Rural Libraries Endowment Invests in New Mexico’s Small Communities

The Rural Libraries Endowment, establishedin 2019, has received a substantial boost that is proving to be instrumental in addressing the needs of many rural communities across New Mexico. Originally funded at $1 million, the fund now stands at $28 million, with the addition of $27 million added over four years.

entrance to Vista Grande Public Library, NM, with figures in the doorway and snow on the ground
Entrance to the Vista Grande Public Library, NM
Photo by Raquel Martínez

In the heart of New Mexico’s rural landscapes, smalltown libraries stand as vibrant hubs, nurturing communities through learning, connectivity, and shared experiences.

In 2019, New Mexico marked a significant milestone with the establishment of the Rural Libraries Endowment, an initiative designed to empower small and rural libraries by providing consistent monetary support to enhance and expand their services. Sponsored by Senator Gerald Ortiz y Pino (D-Bernalillo County), New Mexico Senate Bill 264 created both an endowment, originally funded at $1 million, and a grant program fund. Every year the New Mexico State Library can take up to 5 percent of the year-end value of the Endowment fund, which is managed by the State Investment Council, and transfer it to the program fund to pay out grants for both established and budding libraries.

*Requirement*. In the article on the Rural Libraries Endowment, rewrite the part that opens with the words containing "In 2019, New" and closes with "and budding libraries.", substituting "landmark" for "milestone".

*Extracted entries*.
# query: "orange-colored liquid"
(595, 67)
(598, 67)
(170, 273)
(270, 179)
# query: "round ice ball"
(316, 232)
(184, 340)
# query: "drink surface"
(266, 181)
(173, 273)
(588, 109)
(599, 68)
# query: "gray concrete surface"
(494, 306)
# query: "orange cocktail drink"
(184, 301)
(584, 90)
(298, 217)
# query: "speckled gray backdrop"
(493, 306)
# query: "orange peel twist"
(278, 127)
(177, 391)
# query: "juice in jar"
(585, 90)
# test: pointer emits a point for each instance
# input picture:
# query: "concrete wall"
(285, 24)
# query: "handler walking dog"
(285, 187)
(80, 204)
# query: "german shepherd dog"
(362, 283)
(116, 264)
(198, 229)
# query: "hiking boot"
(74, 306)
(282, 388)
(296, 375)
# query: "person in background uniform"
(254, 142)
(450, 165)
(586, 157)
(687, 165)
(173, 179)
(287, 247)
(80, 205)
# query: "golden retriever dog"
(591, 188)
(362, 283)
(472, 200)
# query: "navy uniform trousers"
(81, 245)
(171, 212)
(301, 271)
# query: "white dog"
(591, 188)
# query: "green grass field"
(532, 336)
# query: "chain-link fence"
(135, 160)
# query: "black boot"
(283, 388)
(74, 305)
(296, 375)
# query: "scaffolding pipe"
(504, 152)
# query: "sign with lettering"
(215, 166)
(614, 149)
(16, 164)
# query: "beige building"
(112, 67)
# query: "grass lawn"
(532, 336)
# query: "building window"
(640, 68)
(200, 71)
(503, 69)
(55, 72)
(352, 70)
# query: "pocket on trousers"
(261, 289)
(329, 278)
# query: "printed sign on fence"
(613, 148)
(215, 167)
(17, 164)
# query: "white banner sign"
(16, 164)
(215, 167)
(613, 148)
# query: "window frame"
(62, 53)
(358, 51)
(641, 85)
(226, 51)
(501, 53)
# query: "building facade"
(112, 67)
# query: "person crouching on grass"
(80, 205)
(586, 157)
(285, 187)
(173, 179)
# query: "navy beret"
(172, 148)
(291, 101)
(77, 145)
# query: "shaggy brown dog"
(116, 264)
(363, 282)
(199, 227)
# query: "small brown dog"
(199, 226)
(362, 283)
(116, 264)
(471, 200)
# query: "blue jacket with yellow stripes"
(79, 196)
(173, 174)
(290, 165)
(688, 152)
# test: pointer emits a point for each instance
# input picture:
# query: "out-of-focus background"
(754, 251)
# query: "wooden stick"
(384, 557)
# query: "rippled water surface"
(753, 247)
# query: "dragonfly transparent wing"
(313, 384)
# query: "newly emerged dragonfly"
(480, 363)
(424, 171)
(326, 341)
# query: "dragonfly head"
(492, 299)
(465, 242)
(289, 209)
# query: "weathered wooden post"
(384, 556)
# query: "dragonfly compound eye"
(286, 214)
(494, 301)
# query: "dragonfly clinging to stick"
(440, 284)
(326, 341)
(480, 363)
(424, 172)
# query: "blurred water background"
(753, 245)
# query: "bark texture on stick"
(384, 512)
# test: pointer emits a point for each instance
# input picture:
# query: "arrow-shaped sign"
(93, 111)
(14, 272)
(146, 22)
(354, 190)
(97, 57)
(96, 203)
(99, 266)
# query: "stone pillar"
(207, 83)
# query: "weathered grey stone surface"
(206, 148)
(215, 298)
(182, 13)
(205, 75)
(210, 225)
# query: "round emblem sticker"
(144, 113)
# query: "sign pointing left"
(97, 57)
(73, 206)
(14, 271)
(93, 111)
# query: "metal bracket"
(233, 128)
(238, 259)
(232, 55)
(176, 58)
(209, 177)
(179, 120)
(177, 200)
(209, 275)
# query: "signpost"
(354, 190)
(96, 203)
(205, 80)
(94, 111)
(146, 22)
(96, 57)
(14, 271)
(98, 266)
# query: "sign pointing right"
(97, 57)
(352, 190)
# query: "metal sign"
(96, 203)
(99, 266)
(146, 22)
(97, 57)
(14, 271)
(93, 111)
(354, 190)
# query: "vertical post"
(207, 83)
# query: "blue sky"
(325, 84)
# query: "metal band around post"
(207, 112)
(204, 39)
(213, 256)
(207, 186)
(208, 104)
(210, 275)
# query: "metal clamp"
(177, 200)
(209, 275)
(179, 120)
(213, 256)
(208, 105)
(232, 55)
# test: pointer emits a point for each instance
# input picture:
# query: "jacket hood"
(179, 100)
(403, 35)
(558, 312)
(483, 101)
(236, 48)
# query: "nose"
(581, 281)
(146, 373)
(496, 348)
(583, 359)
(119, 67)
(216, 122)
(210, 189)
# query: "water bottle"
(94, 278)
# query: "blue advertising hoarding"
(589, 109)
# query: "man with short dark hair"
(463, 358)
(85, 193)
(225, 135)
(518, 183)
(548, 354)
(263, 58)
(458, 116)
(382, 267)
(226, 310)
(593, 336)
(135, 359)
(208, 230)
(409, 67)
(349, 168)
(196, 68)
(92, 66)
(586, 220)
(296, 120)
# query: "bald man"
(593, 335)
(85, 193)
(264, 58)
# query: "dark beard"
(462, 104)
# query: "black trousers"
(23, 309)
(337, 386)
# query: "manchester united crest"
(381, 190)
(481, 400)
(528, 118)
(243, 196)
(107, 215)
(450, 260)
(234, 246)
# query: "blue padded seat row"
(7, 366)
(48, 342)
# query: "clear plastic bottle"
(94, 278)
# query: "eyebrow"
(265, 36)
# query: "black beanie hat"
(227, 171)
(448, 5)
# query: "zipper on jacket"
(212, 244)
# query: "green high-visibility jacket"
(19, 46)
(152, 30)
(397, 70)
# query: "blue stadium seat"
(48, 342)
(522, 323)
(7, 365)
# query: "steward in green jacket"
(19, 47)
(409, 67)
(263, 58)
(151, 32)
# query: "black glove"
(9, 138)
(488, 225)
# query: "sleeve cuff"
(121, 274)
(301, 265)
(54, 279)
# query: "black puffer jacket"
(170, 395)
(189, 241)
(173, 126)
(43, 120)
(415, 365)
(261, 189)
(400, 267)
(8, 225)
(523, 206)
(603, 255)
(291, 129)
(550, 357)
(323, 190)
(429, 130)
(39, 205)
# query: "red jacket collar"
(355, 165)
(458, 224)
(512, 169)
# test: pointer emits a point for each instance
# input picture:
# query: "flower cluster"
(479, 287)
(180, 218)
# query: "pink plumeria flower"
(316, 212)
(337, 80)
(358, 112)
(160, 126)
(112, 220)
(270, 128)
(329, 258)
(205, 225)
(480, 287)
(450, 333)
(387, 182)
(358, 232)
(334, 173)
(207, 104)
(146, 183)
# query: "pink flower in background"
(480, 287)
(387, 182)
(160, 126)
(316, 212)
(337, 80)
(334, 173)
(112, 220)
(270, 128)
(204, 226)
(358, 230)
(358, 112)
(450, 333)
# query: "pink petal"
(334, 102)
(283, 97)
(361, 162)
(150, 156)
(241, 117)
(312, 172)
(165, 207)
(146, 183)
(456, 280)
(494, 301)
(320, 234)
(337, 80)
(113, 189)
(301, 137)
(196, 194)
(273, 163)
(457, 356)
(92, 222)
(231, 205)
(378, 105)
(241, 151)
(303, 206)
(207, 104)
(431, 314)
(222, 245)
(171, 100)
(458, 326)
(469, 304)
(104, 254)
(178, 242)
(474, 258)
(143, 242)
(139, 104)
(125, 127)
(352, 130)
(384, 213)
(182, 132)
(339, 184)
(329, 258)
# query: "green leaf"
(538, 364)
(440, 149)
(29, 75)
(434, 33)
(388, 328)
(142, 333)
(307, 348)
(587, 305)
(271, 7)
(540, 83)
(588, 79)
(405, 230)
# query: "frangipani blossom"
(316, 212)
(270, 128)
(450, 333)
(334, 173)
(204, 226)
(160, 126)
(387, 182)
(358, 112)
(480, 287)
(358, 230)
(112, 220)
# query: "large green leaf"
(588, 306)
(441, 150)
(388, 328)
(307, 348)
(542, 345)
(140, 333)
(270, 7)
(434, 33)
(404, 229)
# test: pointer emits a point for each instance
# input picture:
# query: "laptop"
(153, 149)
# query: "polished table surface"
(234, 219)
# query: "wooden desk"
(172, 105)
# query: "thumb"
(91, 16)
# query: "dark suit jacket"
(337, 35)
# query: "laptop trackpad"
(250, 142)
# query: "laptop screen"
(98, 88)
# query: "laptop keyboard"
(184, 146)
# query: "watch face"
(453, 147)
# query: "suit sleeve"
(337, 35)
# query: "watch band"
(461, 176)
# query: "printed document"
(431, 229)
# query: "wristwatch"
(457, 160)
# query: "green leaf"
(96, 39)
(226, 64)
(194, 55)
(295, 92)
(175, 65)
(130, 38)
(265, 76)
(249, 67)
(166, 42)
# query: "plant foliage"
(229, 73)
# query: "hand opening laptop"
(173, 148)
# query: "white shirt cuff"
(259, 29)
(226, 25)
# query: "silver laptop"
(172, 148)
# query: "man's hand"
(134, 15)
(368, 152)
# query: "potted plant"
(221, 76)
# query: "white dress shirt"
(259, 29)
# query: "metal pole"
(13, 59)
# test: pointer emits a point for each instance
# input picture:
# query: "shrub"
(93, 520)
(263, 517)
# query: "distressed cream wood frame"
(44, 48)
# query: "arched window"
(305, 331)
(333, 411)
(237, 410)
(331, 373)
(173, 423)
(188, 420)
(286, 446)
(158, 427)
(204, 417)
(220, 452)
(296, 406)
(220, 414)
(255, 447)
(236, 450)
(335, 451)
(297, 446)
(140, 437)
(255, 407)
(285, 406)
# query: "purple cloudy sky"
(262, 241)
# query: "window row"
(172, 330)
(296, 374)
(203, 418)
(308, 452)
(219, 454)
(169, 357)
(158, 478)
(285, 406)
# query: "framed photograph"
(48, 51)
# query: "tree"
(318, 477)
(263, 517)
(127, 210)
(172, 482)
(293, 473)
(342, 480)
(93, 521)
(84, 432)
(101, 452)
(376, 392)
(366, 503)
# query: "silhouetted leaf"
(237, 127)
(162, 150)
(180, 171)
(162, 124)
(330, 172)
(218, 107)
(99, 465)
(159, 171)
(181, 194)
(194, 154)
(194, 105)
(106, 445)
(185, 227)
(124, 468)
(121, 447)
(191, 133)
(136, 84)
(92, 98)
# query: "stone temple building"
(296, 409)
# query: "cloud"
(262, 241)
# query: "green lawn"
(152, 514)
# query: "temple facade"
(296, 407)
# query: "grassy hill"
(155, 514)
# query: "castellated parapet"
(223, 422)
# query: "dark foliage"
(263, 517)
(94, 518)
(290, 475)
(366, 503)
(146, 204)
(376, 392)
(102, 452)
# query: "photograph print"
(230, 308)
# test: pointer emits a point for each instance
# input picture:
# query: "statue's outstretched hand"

*Solution to the exercise*.
In 2019, New Mexico marked a significant landmark with the establishment of the Rural Libraries Endowment, an initiative designed to empower small and rural libraries by providing consistent monetary support to enhance and expand their services. Sponsored by Senator Gerald Ortiz y Pino (D-Bernalillo County), New Mexico Senate Bill 264 created both an endowment, originally funded at $1 million, and a grant program fund. Every year the New Mexico State Library can take up to 5 percent of the year-end value of the Endowment fund, which is managed by the State Investment Council, and transfer it to the program fund to pay out grants for both established and budding libraries.